- Work required
Reproduce the lines of material from the one holding "the black microwave" through the one holding "[(735, 364)]", inclusive, substituting "occurrence" for "instance" and leaving everything else as it is.

- Dataset rows
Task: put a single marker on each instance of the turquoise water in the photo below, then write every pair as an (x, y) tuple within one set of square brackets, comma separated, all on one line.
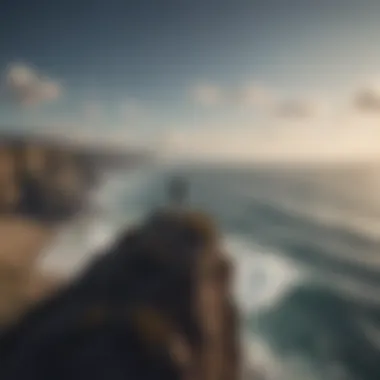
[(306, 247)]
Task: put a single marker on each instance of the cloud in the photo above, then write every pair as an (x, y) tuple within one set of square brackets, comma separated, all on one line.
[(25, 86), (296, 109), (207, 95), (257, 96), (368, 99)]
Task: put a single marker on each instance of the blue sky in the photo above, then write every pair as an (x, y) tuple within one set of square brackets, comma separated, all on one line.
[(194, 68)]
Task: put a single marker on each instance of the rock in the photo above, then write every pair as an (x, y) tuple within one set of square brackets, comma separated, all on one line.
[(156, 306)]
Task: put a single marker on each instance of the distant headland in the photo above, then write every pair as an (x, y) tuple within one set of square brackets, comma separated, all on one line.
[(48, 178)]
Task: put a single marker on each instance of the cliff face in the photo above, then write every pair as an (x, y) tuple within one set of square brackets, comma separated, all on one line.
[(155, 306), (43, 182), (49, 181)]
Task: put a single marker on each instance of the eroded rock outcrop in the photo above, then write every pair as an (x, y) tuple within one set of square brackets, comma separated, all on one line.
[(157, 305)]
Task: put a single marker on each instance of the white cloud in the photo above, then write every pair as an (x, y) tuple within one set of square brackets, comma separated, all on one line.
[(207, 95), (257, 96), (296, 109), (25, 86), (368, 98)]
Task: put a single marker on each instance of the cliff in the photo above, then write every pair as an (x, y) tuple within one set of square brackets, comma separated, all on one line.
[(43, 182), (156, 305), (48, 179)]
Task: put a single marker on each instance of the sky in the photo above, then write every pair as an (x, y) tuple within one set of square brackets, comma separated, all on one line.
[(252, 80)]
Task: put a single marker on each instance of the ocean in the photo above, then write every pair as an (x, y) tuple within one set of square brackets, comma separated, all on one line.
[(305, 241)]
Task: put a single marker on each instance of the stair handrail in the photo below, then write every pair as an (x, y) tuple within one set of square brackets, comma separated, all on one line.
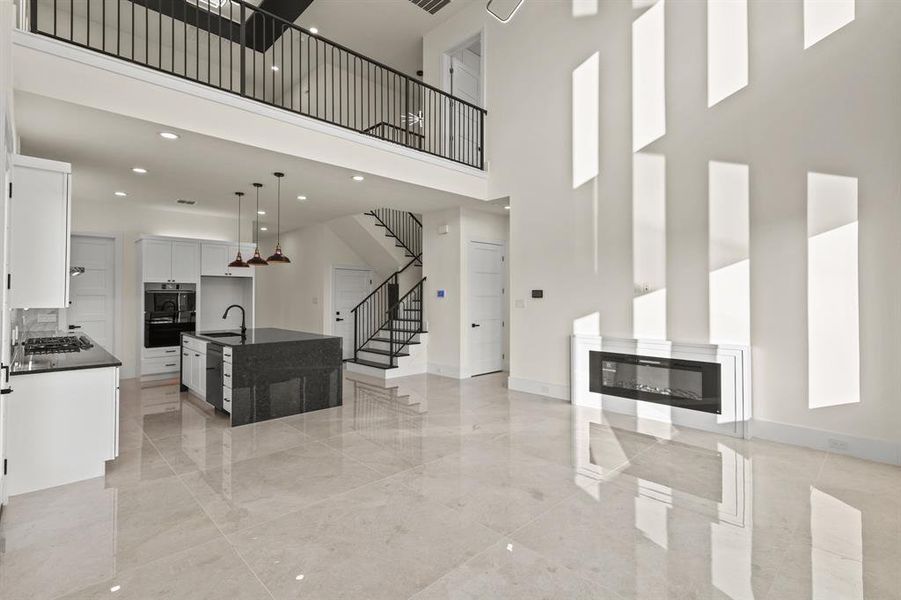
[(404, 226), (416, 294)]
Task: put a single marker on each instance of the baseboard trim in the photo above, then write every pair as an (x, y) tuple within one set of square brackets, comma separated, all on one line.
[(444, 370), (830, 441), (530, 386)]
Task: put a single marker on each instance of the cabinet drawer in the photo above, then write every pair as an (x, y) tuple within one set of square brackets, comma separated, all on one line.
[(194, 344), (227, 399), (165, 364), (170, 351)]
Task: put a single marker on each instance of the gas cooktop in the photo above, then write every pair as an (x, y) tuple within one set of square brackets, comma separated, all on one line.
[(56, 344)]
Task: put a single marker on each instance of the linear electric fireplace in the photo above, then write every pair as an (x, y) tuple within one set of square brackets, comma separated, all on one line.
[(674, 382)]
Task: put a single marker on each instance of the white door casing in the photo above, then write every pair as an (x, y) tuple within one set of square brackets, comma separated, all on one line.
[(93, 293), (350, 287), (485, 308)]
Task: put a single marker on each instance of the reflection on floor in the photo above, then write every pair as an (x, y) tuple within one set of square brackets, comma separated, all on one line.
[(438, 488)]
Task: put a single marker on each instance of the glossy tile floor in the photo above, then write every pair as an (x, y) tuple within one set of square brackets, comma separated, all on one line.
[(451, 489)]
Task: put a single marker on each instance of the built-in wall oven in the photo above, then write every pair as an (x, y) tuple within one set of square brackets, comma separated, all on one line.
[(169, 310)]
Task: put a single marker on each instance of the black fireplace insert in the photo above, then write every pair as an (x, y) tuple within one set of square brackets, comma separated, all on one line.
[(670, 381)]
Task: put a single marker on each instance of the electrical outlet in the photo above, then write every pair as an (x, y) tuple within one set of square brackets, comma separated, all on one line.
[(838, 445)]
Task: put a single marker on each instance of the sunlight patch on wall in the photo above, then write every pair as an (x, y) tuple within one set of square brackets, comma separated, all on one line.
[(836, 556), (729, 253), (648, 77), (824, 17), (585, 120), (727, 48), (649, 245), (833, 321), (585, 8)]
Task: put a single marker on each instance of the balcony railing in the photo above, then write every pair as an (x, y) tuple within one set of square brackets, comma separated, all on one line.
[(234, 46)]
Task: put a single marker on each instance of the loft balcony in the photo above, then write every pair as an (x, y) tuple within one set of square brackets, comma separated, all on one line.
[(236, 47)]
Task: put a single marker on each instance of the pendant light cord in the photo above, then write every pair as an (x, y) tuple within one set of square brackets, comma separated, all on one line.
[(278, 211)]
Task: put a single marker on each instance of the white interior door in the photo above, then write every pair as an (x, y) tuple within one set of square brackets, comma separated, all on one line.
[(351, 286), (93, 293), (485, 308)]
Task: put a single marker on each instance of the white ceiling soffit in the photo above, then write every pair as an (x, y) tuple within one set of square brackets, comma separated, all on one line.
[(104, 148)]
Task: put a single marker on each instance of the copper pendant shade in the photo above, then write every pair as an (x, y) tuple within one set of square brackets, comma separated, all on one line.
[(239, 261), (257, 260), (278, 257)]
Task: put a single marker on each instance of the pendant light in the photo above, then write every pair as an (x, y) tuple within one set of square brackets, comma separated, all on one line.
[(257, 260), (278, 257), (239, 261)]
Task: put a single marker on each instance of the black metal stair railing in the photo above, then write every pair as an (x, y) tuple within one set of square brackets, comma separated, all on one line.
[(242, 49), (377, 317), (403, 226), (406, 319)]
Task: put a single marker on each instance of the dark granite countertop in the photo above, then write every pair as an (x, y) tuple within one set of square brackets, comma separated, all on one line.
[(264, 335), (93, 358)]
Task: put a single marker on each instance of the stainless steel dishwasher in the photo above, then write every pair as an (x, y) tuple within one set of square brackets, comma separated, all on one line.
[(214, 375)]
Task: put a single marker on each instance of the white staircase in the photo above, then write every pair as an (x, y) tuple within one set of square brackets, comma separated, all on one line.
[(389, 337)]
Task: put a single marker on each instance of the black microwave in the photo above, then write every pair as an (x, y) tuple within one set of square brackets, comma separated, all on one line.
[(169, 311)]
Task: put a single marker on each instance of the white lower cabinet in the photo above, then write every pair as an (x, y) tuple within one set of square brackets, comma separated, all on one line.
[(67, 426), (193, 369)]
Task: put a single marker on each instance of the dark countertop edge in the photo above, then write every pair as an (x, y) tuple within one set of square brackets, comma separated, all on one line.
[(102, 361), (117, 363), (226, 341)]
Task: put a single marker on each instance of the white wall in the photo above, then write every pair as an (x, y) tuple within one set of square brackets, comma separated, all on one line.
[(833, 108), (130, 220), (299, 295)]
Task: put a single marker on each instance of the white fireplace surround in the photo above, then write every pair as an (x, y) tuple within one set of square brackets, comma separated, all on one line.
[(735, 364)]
==
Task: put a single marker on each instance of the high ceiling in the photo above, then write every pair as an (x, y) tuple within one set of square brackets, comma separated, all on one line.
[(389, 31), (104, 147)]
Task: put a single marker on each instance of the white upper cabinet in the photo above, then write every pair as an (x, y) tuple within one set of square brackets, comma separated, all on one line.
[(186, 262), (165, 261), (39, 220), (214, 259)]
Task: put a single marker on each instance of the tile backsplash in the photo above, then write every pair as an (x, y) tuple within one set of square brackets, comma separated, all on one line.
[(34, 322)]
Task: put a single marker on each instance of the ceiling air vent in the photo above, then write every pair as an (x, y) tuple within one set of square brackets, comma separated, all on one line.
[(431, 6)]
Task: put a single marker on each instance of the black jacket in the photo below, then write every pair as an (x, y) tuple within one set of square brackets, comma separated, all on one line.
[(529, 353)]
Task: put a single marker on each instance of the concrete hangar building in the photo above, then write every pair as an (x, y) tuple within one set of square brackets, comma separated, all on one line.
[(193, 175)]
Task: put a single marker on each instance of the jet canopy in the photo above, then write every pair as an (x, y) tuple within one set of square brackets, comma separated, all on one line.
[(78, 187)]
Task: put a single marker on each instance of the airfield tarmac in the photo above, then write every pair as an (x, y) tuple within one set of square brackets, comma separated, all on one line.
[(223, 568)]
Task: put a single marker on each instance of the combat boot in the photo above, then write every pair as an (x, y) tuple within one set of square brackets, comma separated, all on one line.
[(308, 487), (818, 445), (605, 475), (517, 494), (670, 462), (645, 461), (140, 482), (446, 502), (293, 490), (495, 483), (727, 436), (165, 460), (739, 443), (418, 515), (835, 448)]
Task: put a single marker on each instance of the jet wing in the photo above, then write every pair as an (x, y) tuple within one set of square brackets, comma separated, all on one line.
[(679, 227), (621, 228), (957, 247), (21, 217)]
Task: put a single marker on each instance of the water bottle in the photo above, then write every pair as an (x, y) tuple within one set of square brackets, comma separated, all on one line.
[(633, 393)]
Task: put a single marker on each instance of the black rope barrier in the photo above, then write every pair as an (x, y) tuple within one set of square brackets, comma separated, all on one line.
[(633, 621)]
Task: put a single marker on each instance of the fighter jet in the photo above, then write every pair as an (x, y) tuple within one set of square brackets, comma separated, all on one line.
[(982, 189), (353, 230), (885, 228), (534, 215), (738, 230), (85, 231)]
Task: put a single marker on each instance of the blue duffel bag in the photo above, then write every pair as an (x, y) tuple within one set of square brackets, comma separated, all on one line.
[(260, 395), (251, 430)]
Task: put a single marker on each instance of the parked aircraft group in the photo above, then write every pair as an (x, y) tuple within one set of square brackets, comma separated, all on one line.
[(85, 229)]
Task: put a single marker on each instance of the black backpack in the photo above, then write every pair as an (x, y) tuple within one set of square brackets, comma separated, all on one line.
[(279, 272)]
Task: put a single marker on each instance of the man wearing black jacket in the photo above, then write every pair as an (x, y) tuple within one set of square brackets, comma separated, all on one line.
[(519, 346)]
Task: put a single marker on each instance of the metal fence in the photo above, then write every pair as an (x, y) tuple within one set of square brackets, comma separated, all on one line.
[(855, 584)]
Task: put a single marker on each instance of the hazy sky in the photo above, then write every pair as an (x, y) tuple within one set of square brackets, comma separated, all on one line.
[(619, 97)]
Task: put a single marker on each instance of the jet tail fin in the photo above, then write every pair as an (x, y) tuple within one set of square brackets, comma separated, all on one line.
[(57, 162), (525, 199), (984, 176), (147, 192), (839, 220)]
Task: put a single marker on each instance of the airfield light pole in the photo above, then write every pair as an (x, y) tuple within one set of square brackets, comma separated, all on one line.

- Correct response
Task: put a single marker on each occurrence of the black microwave in the photo above, then write every pair as an (x, y) tuple within one set of square brackets, comma separated, all on one line.
[(169, 311)]
Task: put a single marker on each occurrence of the white lower cabinet in the photo above, then write every pair as an (x, y) tuple within one set of square brackets, comma separated, all on one line.
[(67, 426), (193, 369)]
Task: put a single marker on each occurrence of the dark countertop edge in the photo above, then write every pair as an (x, y) tuple within one set of square brackets, comma separated, all on one line.
[(102, 361), (117, 363), (226, 341)]
Task: put a single marker on each occurrence of the white wall in the photo above, then write every pair as an (x, y) tuple within one set of square brackets, comma separated, all on one line.
[(833, 108), (130, 220), (299, 295)]
Task: put a single marker on each occurrence of the white fireplace surround in the photo above, then write every pair as an (x, y) tuple within one set of square brackets, comma separated, all on one line.
[(735, 364)]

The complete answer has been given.